(Beginning of DATASET RECORDS)

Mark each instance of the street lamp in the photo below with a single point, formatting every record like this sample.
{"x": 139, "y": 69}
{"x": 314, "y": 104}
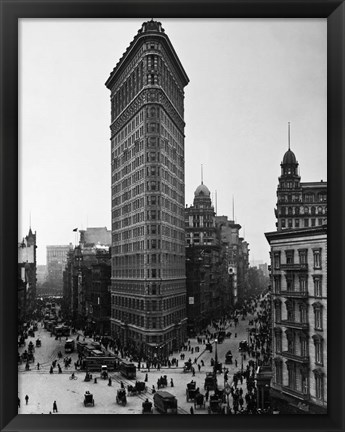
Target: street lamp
{"x": 227, "y": 390}
{"x": 215, "y": 357}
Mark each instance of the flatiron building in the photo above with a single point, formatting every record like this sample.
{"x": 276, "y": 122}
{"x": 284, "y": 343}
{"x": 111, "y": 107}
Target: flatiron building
{"x": 148, "y": 289}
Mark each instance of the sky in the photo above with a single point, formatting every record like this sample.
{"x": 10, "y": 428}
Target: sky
{"x": 248, "y": 79}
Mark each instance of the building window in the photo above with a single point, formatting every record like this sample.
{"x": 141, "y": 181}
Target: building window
{"x": 278, "y": 312}
{"x": 304, "y": 347}
{"x": 319, "y": 385}
{"x": 302, "y": 256}
{"x": 318, "y": 286}
{"x": 305, "y": 384}
{"x": 317, "y": 258}
{"x": 290, "y": 312}
{"x": 303, "y": 284}
{"x": 277, "y": 260}
{"x": 303, "y": 313}
{"x": 278, "y": 342}
{"x": 318, "y": 316}
{"x": 279, "y": 372}
{"x": 318, "y": 343}
{"x": 292, "y": 376}
{"x": 289, "y": 256}
{"x": 277, "y": 284}
{"x": 290, "y": 286}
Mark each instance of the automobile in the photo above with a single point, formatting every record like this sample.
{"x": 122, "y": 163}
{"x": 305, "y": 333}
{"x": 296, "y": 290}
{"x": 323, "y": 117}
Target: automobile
{"x": 121, "y": 397}
{"x": 243, "y": 346}
{"x": 88, "y": 399}
{"x": 165, "y": 402}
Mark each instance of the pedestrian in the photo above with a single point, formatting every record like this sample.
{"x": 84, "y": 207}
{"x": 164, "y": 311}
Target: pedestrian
{"x": 55, "y": 407}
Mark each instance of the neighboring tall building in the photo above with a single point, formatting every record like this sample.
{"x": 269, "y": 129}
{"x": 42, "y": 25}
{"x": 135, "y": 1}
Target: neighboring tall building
{"x": 27, "y": 265}
{"x": 87, "y": 280}
{"x": 56, "y": 262}
{"x": 235, "y": 256}
{"x": 147, "y": 166}
{"x": 204, "y": 290}
{"x": 299, "y": 205}
{"x": 299, "y": 293}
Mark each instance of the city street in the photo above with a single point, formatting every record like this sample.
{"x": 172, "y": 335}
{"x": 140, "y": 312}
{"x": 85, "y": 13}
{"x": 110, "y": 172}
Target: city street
{"x": 44, "y": 388}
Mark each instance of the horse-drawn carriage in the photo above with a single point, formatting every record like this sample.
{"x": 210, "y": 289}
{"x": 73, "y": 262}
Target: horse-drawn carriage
{"x": 162, "y": 382}
{"x": 138, "y": 388}
{"x": 88, "y": 377}
{"x": 147, "y": 407}
{"x": 228, "y": 358}
{"x": 199, "y": 401}
{"x": 88, "y": 399}
{"x": 121, "y": 397}
{"x": 191, "y": 391}
{"x": 215, "y": 406}
{"x": 104, "y": 372}
{"x": 187, "y": 366}
{"x": 210, "y": 382}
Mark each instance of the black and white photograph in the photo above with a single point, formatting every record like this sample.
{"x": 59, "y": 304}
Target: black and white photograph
{"x": 172, "y": 205}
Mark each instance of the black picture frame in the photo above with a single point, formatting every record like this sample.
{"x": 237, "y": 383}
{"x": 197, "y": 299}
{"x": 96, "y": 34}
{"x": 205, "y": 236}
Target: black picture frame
{"x": 11, "y": 11}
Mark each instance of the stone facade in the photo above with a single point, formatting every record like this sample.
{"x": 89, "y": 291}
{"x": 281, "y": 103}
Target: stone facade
{"x": 148, "y": 291}
{"x": 27, "y": 279}
{"x": 299, "y": 293}
{"x": 56, "y": 262}
{"x": 204, "y": 288}
{"x": 299, "y": 205}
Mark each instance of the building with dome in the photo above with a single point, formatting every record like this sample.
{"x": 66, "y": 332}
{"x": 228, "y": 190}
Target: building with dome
{"x": 299, "y": 293}
{"x": 204, "y": 291}
{"x": 148, "y": 289}
{"x": 299, "y": 205}
{"x": 216, "y": 261}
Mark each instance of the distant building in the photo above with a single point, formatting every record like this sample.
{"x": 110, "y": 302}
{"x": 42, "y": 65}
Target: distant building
{"x": 216, "y": 261}
{"x": 235, "y": 255}
{"x": 299, "y": 205}
{"x": 148, "y": 287}
{"x": 41, "y": 274}
{"x": 86, "y": 282}
{"x": 205, "y": 293}
{"x": 56, "y": 262}
{"x": 93, "y": 236}
{"x": 299, "y": 293}
{"x": 26, "y": 276}
{"x": 264, "y": 269}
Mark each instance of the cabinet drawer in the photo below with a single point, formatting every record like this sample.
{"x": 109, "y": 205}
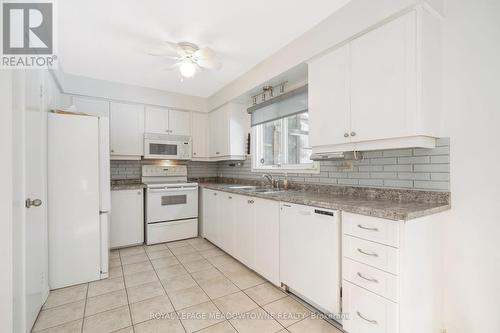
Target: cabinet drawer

(End of DATASET RECORDS)

→ WORK INSTRUCTION:
For the string "cabinet", search the preceding data and copy every line that includes it.

→ EXPECTED ANSWER:
Mark each instance of the cabinet drawer in the photo below with a single point, formatting every record like this sample.
Target: cabinet drawer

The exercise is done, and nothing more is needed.